● **Problem to solve**: A verbatim transcription of the listing below is required, without its pictures.

-- Exercise data follows --

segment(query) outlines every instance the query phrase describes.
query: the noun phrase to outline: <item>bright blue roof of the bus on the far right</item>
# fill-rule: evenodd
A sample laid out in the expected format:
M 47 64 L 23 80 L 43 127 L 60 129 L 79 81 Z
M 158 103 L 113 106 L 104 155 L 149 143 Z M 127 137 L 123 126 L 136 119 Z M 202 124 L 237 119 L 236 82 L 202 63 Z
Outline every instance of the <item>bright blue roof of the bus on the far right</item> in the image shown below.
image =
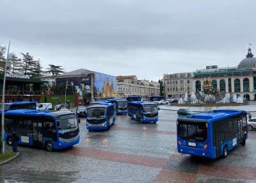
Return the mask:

-- Exercise data concluded --

● **Answer to this exercise**:
segment(query) outlines every instance the query phrase describes.
query: the noun phrase to outline: <item>bright blue roof of the bus on the far right</item>
# fill-rule: evenodd
A sample laid out in the expected format:
M 47 64 L 23 80 L 43 127 L 60 129 L 79 81 Z
M 158 103 L 113 106 L 104 155 L 149 143 Z M 127 137 L 123 126 L 136 119 Z M 202 124 L 237 119 L 236 82 L 202 63 Z
Outline every instance of the <item>bright blue roof of the bus on the far right</item> in the image shown below.
image =
Return the mask:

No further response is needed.